:: Textauswahl ::
Durch die Verordnung wird sohin - im Gegensatz zu den dem hg. Beschluß VfSlg. 8060/1977 zugrundeliegenden Voraussetzungen - in die Rechtssphäre der ÖBB eingegriffen. Dieser Eingriff ist nach Art und Ausmaß eindeutig bestimmt. Bei den geschilderten Voraussetzungen ist es offenkundig, daß die Antragstellerin von der bekämpften Verordnung nicht bloß potentiell, sondern aktuell betroffen wird.

Unter den Umständen des vorliegenden Falles kann der VfGH nicht finden, daß der Antragstellerin ein anderer zumutbarer Weg zur Verfügung stünde, um die durch die behauptete Rechtswidrigkeit der Verordnung bewirkte Rechtsverletzung abzuwehren. Im Hinblick darauf, daß die Verordnung die Einstellung des Flüssiggasumschlagplatzes der ÖBB hervorgerufen hat, ist es anders als in dem mit Beschluß vom 13. Juni 1979 V2/78 abgeschlossenen Verfahren - den ÖBB nicht zumutbar, eine Ausnahmebewilligung im Sinne des §45 StVO 1960 zu beantragen.
:::
:: Vorliegende Angaben ::
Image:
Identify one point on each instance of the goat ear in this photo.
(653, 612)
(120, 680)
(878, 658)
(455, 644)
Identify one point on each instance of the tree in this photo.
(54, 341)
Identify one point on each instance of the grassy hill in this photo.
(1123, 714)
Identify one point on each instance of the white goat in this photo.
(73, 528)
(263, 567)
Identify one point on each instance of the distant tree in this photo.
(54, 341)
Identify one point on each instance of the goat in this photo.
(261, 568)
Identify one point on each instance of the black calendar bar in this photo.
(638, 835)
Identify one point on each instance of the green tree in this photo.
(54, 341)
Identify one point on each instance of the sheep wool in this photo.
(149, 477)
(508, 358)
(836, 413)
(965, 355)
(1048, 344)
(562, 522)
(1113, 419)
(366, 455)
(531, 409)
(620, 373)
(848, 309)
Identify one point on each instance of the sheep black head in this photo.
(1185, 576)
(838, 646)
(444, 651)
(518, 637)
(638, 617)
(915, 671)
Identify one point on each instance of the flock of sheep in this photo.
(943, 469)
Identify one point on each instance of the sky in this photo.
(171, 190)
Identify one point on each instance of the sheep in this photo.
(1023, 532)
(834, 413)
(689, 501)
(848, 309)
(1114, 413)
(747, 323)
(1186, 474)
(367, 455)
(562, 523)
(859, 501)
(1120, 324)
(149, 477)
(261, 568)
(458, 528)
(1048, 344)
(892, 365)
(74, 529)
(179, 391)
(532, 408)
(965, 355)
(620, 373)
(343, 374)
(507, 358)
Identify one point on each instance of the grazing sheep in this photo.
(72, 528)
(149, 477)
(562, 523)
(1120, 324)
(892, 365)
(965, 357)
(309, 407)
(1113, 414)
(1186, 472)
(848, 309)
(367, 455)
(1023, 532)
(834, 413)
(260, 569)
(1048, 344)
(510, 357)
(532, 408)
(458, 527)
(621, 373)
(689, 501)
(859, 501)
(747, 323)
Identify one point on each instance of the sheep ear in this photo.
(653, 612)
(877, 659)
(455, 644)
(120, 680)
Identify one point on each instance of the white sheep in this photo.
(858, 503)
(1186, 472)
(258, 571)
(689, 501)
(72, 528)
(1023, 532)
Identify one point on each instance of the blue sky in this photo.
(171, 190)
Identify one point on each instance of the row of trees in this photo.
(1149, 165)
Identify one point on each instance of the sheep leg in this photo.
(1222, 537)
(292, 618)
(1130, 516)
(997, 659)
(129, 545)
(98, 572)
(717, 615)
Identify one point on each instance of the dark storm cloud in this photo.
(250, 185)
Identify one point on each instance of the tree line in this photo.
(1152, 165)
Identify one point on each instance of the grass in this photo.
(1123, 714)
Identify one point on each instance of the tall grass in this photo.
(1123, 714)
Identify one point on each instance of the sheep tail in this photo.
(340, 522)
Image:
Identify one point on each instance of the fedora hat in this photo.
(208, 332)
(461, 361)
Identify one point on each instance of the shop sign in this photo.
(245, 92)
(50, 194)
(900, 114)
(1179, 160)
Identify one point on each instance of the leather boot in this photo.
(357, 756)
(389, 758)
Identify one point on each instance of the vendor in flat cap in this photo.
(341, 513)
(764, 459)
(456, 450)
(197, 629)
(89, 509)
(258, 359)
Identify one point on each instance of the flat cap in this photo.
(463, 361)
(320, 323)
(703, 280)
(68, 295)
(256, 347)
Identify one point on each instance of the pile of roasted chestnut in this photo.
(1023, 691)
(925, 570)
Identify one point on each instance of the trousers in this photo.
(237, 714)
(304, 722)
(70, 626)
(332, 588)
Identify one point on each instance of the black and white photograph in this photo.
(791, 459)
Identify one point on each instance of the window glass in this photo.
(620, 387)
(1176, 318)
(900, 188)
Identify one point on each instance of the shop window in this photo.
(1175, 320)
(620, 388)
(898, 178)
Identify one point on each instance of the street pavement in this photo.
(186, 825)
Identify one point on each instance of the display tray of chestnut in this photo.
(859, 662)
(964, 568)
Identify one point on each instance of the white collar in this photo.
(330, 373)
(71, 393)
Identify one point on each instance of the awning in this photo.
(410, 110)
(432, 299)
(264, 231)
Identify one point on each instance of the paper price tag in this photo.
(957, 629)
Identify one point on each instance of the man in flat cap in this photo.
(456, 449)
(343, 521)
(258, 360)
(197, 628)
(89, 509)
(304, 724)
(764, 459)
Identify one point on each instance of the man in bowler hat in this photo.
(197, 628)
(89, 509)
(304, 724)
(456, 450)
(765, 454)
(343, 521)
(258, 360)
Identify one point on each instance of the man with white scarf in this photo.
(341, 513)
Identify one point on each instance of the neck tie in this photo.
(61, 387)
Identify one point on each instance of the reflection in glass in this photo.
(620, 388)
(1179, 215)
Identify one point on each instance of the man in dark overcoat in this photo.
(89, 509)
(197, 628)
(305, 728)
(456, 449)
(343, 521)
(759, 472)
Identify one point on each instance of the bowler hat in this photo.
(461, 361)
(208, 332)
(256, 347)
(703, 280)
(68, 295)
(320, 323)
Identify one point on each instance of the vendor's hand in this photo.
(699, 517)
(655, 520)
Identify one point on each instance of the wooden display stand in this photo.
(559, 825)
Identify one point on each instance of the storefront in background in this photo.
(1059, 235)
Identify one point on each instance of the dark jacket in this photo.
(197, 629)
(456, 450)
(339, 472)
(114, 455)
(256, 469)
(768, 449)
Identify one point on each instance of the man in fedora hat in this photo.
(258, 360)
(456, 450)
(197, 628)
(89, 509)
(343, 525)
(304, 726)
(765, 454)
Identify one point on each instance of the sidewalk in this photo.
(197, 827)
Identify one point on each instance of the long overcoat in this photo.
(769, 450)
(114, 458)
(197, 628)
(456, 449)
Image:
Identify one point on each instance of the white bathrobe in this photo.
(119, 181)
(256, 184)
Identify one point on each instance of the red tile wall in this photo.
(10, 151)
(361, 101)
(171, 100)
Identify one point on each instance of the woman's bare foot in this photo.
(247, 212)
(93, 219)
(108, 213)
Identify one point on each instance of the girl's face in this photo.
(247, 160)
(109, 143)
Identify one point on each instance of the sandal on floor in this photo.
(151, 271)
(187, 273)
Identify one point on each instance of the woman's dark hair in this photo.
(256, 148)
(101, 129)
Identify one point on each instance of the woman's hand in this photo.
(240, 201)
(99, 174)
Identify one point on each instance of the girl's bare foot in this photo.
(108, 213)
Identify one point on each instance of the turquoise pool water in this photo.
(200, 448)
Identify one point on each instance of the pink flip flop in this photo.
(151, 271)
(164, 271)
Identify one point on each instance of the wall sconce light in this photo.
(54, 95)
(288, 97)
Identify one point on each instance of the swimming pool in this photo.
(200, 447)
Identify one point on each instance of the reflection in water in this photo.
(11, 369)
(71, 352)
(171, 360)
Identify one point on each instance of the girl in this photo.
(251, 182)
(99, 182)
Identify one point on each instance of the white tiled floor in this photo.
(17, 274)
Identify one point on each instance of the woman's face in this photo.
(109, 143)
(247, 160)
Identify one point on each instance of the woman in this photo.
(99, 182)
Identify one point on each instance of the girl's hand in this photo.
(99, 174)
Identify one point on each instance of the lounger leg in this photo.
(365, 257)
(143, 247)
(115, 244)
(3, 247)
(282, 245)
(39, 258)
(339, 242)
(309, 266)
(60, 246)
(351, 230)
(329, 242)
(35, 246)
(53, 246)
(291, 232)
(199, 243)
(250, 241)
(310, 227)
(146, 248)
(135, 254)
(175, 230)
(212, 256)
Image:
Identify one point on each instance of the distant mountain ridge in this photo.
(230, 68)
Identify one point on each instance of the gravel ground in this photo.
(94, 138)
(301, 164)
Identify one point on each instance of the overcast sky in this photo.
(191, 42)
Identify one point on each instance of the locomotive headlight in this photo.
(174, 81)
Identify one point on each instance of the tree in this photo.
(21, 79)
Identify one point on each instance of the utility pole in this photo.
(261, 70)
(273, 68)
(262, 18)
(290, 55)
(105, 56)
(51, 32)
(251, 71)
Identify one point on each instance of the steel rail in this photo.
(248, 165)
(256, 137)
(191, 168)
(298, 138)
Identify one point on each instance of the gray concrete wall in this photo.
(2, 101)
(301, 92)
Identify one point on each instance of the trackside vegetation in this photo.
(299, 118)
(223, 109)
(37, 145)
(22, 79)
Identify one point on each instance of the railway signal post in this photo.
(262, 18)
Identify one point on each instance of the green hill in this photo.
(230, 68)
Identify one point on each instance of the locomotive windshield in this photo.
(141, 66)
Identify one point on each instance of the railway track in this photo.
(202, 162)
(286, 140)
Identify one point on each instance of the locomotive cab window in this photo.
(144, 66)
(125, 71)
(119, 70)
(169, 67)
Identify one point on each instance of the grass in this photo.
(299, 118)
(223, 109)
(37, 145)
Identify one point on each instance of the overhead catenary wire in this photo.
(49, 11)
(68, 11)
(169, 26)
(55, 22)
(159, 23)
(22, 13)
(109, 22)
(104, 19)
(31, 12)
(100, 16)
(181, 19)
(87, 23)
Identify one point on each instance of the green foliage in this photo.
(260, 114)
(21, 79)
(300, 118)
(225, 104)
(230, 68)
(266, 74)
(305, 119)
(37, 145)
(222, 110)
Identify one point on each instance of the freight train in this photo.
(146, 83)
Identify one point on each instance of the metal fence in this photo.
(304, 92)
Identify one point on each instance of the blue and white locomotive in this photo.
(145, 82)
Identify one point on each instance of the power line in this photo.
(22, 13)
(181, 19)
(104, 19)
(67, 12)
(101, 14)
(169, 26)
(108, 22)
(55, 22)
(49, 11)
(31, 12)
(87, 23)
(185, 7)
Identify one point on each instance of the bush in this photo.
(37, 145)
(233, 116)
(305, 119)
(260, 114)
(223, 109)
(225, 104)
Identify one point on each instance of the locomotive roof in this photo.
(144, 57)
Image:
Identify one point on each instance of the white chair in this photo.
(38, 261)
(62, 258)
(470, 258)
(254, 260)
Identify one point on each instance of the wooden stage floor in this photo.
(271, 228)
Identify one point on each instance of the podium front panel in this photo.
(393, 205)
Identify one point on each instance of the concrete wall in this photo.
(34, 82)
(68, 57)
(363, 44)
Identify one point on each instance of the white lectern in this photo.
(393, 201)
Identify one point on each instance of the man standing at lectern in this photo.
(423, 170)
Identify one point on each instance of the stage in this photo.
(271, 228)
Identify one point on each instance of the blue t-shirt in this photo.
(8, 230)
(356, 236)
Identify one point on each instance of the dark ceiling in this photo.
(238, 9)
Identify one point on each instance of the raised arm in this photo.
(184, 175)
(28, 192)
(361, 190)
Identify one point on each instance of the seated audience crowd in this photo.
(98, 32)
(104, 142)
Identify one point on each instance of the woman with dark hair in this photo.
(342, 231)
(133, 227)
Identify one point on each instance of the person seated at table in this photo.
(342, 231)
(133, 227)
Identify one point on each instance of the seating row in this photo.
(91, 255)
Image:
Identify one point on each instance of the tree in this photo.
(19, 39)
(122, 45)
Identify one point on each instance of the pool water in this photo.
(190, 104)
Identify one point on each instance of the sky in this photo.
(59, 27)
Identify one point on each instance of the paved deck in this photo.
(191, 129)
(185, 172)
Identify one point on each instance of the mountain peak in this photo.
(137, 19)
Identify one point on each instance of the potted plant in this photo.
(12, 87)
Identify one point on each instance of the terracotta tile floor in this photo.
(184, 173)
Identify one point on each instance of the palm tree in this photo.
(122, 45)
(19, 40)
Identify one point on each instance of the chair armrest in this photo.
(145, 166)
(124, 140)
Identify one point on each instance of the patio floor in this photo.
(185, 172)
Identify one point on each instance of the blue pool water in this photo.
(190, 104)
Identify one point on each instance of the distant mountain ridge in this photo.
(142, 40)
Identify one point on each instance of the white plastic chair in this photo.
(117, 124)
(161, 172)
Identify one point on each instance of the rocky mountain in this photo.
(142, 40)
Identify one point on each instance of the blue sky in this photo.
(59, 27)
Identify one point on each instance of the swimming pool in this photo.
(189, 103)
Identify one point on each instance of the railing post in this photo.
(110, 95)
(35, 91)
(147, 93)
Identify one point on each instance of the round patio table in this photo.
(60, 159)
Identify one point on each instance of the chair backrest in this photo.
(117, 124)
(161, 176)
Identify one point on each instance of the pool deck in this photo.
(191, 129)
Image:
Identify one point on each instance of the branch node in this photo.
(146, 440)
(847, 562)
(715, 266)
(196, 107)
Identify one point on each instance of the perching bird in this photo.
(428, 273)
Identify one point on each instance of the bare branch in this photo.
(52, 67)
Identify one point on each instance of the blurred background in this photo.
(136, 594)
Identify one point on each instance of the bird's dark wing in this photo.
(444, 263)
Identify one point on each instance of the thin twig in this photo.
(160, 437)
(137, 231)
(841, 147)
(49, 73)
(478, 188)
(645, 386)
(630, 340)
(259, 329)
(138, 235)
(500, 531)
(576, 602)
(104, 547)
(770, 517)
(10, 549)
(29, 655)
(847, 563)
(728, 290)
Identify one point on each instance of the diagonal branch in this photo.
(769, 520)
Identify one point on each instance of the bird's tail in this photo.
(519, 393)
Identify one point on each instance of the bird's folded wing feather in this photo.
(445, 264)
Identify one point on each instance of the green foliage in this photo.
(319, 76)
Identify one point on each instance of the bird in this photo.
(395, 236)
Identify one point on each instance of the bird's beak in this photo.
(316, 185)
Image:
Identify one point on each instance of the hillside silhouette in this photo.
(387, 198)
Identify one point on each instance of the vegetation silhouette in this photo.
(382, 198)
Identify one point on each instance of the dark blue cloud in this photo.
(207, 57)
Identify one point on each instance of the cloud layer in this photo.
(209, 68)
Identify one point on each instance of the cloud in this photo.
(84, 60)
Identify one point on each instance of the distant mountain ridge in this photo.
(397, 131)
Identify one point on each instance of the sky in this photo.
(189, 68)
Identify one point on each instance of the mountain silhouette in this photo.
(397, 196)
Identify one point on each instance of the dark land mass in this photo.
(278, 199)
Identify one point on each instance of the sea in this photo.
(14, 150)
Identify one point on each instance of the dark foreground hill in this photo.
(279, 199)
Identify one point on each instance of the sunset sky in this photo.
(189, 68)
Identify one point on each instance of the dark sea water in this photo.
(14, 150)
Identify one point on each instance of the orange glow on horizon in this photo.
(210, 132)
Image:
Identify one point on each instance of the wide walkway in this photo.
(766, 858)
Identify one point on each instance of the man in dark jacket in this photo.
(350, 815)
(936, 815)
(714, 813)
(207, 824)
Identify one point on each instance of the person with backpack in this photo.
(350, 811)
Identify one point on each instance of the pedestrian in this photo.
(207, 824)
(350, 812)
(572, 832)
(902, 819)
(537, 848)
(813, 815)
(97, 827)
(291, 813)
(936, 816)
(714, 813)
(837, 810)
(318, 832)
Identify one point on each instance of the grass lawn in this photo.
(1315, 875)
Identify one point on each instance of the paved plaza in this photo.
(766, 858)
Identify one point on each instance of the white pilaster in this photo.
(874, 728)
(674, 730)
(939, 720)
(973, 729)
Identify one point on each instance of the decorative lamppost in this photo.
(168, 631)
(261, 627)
:::
Gib die Stelle aus der Textauswahl wörtlich wieder, die mit „Unter den Umständen“ beginnt und bis einschließlich „1960 zu beantragen.“ reicht. Die Zeilen werden hier nicht benötigt.

Unter den Umständen des vorliegenden Falles kann der VfGH nicht finden, daß der Antragstellerin ein anderer zumutbarer Weg zur Verfügung stünde, um die durch die behauptete Rechtswidrigkeit der Verordnung bewirkte Rechtsverletzung abzuwehren. Im Hinblick darauf, daß die Verordnung die Einstellung des Flüssiggasumschlagplatzes der ÖBB hervorgerufen hat, ist es anders als in dem mit Beschluß vom 13. Juni 1979 V2/78 abgeschlossenen Verfahren - den ÖBB nicht zumutbar, eine Ausnahmebewilligung im Sinne des §45 StVO 1960 zu beantragen.